▸ **WHAT THE EXERCISE ASKS**: Retype the records below exactly. Leave nothing out.

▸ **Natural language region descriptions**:
* * * * * * *

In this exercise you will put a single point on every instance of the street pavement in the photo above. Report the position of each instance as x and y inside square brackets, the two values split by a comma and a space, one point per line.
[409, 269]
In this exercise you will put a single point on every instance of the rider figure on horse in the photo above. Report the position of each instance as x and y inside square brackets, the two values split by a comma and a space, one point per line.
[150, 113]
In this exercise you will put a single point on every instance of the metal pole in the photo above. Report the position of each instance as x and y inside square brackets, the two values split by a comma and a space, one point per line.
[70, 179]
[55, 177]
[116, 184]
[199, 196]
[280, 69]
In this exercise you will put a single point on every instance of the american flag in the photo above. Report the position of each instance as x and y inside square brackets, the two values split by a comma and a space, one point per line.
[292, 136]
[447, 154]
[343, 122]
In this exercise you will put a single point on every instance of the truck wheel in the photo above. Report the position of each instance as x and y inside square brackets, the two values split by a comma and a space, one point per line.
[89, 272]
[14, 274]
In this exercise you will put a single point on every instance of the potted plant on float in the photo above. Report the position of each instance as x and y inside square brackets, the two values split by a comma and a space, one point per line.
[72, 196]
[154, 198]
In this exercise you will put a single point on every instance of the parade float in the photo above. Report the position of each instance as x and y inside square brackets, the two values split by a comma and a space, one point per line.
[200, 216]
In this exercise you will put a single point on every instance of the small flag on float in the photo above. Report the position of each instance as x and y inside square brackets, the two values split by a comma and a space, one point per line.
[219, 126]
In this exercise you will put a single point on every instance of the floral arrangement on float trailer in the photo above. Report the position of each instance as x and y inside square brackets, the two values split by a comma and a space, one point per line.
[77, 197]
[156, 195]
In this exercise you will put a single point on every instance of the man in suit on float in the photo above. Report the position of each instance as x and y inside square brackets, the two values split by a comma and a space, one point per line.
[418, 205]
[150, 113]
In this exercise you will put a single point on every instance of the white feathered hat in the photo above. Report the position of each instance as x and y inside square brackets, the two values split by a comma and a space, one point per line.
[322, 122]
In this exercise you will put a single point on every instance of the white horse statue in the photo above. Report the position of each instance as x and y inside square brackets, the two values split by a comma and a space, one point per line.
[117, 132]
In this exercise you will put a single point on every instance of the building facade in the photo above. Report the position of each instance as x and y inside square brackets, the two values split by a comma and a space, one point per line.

* * * * * * *

▸ **TASK ANSWER**:
In this exercise you will put a single point on every instance of the street pavement in the photo above. Report the position of each instance as x and y inside square brackets, the two values split by a comma and a space, one point per line.
[409, 269]
In this exercise you will put a single point on every instance of the rider figure on horse in the photo above. Report the position of each instance as x and y inside square brackets, the two values split by a comma and a space, one point per line.
[150, 113]
In this exercise you will put a single point on every instance of the metal pole in the photo above. Report the position of each instance as x and y inside square brackets, the two values split by a comma and a space, one point per line.
[70, 179]
[55, 177]
[116, 184]
[199, 196]
[280, 69]
In this exercise you will put a single point on every instance of the american flag in the photo above. Report the position of each instance as x and y inside square brackets, the two values split by a comma and a space, one point per line.
[292, 136]
[447, 154]
[343, 122]
In this exercise you will put a single point on every instance of the truck wheel in the photo above. Report the position of each instance as x and y inside square brackets, the two values split by a comma and a space, one point per line.
[89, 272]
[14, 274]
In this exercise you will put a single point on every instance of the potted plant on float in the photo above. Report the position of each instance as x and y inside square brackets, the two values split by a comma and a space, one point per line.
[72, 196]
[154, 198]
In this exercise you will put a single point on every instance of the parade float in the photo above. Report the position of each instance as x and y inside square brackets, the two values split by a comma and a space, one point per line.
[200, 216]
In this exercise you will put a single point on every instance of the small flag on float in the photo above. Report the position of each instance as x and y inside square brackets, the two values split by a comma and a space, one point per line.
[219, 126]
In this exercise you will put a single point on every instance of the floral arrangement on float trailer in the photo above. Report the position of each instance as x and y inside square brackets, the two values split by a comma and a space, one point per line.
[77, 197]
[156, 195]
In this exercise you will put a single point on every instance of the man in suit on float in the photo above. Report the position of each instance as x and y inside square brackets, the two values split by a comma and a space, one point per line.
[418, 205]
[150, 113]
In this exercise you will put a single point on every instance of the white feathered hat in the photo above. Report the position of each instance as x and y inside square brackets, the two values split by a comma and a space, one point per line.
[322, 122]
In this exercise you will put a single point on every instance of the white horse statue in the photo above. Report the position of each instance as x and y inside square brackets, the two values split by a comma and a space, one point per line.
[117, 132]
In this exercise you will put a single point on every instance of the building facade in the photo above. Report the position of each instance as x and y inside square brackets, the two values split by a comma and a space, one point per line.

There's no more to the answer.